# Your instructions
Look through the records below for lines containing the string "collar", and report how many there are, nothing else.

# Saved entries
--------------------
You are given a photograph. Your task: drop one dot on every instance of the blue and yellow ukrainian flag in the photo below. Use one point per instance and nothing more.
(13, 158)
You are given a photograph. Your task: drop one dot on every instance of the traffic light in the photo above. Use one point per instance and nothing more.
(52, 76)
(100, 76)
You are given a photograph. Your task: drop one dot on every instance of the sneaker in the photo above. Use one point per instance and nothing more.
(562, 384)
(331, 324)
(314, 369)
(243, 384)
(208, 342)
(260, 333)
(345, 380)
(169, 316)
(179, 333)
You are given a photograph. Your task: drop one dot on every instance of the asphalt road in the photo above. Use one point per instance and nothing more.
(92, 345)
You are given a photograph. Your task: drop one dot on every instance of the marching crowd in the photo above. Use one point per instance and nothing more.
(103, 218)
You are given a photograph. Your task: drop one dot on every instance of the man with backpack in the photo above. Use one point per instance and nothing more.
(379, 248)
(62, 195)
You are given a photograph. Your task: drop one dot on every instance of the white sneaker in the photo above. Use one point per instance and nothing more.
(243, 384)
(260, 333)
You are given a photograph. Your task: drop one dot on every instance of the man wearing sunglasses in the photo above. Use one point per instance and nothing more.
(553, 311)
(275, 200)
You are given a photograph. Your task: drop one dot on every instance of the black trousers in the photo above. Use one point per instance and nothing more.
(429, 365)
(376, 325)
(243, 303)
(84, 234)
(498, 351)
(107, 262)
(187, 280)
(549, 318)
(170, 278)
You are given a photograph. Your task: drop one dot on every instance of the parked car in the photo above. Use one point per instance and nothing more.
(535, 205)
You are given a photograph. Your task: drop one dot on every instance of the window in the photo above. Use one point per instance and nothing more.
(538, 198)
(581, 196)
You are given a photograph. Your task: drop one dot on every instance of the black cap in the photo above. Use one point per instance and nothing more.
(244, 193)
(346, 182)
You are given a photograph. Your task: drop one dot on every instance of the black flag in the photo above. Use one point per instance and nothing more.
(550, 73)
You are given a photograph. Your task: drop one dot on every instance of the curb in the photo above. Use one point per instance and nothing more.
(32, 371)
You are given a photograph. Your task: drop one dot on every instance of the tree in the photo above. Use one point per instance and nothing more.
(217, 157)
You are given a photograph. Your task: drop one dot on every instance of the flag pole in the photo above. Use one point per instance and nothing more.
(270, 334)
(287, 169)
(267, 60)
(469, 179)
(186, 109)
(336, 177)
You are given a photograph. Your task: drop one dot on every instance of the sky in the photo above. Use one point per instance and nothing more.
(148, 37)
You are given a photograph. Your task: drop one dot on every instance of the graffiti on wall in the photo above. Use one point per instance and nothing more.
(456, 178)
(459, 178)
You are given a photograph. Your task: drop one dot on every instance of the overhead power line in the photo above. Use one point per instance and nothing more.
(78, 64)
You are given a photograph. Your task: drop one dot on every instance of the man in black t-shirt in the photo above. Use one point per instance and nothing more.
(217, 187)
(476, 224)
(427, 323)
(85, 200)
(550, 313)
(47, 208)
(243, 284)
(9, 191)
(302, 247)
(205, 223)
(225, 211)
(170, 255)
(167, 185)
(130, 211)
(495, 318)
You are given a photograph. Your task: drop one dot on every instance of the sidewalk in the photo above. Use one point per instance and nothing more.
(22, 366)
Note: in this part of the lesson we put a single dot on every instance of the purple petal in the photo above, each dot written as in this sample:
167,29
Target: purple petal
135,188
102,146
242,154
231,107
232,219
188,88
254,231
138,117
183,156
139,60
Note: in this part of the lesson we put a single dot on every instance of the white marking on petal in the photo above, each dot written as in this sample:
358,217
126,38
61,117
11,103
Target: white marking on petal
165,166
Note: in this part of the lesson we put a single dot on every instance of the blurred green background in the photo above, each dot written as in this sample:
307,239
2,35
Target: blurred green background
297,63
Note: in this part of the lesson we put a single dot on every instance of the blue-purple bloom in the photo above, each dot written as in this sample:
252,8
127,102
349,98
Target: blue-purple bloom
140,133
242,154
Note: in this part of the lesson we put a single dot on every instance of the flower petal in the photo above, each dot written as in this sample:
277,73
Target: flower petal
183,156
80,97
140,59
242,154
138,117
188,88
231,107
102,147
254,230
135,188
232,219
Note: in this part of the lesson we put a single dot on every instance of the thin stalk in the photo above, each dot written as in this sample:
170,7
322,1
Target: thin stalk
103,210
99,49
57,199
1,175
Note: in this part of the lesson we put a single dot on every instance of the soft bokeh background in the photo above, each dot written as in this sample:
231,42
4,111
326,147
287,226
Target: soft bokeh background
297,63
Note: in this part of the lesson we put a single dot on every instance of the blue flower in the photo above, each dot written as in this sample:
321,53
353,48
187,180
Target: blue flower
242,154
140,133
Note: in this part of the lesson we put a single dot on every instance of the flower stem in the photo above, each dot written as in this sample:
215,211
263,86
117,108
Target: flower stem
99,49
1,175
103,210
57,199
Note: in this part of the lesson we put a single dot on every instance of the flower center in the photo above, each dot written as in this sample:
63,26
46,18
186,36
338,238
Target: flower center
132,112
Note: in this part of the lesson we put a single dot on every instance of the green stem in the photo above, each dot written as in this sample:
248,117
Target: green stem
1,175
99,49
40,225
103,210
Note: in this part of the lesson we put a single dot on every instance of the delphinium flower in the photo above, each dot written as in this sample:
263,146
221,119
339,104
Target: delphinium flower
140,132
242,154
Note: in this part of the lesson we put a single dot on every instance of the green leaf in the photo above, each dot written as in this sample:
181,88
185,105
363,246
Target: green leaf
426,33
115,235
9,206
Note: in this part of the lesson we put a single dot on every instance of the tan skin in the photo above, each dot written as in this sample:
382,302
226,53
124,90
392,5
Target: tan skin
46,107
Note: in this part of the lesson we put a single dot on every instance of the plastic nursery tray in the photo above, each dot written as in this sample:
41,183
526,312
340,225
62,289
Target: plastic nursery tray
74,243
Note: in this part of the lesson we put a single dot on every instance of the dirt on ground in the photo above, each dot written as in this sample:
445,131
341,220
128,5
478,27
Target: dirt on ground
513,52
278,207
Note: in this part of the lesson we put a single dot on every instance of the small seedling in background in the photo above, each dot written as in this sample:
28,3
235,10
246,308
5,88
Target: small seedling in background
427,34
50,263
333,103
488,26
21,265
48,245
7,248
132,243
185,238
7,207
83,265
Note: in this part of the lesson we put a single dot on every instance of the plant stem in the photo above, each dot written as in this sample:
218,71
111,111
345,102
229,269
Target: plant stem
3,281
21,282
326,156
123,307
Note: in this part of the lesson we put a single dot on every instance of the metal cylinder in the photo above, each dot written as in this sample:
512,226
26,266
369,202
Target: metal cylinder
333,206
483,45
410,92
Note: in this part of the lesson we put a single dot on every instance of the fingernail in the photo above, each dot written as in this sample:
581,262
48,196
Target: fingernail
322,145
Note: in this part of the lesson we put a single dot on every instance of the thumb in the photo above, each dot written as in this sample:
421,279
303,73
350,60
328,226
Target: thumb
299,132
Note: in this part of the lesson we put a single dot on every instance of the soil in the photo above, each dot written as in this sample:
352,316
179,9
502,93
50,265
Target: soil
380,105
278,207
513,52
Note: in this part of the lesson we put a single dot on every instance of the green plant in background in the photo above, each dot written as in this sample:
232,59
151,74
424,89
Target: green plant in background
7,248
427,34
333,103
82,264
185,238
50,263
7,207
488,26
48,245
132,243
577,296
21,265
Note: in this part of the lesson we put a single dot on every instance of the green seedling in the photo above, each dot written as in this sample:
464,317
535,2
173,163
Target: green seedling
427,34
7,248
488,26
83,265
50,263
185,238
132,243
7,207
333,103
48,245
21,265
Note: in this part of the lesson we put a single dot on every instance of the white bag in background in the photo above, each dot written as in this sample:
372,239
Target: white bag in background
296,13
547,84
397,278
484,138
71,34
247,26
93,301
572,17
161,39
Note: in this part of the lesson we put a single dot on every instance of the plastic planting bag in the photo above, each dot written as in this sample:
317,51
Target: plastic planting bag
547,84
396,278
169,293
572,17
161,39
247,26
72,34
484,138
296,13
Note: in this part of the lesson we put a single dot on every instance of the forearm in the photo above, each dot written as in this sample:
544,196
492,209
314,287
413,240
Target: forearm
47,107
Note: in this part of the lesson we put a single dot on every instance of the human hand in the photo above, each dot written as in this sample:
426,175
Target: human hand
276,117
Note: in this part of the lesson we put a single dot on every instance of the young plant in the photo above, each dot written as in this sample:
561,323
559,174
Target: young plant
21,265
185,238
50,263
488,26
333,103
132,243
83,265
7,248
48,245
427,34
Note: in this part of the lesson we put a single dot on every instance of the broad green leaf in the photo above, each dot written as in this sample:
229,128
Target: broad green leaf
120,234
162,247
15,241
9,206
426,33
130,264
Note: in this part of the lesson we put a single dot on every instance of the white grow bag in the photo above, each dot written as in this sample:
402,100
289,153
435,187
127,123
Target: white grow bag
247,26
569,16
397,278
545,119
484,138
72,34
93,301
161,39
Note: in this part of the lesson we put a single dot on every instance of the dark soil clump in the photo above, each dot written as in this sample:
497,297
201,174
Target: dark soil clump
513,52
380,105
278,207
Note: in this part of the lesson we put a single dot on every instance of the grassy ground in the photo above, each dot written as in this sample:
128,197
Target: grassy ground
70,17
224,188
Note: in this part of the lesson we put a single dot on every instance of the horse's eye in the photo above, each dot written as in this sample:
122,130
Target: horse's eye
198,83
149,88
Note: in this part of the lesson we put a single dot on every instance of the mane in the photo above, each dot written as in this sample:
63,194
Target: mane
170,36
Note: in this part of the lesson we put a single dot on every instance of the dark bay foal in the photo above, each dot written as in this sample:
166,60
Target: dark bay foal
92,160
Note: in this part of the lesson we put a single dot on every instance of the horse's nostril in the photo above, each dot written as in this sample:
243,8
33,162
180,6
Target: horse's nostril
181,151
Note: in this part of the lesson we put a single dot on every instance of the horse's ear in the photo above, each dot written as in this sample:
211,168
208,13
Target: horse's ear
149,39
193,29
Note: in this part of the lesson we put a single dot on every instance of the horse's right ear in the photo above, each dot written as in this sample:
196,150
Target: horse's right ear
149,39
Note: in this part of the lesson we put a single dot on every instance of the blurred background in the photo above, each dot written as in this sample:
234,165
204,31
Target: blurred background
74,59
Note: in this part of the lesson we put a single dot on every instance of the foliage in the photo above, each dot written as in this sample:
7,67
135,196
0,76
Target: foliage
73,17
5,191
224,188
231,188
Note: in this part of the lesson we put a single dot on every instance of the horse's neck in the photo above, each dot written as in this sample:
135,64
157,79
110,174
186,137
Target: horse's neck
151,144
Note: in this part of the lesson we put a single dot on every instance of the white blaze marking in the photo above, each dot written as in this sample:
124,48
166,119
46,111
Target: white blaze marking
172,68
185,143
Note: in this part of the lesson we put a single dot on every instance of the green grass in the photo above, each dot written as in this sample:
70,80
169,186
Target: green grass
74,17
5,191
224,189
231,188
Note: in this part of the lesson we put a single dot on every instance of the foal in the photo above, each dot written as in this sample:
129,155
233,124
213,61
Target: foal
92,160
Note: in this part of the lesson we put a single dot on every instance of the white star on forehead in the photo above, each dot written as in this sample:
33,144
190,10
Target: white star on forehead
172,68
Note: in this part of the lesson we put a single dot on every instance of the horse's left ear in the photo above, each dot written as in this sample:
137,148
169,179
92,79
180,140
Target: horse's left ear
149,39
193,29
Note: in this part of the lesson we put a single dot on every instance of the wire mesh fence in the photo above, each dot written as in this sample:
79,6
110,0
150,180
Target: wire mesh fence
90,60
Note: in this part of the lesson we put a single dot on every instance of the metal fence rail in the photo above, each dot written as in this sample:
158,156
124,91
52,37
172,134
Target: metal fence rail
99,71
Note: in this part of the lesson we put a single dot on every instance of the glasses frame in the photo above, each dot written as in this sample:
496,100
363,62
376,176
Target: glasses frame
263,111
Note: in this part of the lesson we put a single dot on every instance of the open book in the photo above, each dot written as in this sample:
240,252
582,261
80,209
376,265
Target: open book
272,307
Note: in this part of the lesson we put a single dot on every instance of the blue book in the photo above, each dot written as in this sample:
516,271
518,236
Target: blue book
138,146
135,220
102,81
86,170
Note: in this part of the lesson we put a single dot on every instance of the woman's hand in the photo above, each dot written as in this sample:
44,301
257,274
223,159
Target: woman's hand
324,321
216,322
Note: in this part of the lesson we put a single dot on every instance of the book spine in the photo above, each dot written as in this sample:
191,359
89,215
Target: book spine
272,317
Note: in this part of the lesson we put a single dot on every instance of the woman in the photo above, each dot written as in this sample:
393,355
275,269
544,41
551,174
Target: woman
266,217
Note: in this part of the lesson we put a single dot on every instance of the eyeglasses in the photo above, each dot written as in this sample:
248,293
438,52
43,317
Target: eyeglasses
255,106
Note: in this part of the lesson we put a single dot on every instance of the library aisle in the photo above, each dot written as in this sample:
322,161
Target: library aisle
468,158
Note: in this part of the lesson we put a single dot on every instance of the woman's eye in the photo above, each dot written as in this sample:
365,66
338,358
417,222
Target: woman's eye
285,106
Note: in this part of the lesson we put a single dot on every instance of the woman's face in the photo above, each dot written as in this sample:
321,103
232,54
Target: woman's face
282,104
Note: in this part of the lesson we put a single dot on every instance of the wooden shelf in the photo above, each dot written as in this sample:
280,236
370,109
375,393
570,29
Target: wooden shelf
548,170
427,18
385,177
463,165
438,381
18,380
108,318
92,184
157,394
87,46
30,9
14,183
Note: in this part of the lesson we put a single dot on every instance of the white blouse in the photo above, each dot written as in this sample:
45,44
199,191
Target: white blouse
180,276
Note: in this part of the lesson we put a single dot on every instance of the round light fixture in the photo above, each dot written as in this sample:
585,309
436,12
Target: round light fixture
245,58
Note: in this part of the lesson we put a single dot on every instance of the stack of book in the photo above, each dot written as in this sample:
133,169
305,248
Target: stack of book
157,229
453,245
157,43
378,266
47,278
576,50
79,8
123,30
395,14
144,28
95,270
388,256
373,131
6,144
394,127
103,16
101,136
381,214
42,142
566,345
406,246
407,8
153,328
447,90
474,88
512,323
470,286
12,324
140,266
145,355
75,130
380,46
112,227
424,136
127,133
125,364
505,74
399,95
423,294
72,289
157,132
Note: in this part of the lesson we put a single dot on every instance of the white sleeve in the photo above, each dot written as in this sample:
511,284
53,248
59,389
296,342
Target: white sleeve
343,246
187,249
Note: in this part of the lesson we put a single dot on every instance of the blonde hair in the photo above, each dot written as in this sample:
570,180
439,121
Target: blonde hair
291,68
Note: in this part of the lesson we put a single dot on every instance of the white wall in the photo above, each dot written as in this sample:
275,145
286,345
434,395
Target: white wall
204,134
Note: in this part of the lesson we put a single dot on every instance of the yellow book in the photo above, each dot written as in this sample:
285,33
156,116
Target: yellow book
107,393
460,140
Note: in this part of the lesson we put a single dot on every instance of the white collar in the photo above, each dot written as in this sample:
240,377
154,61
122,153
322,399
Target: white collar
--------------------
# Solved problem
2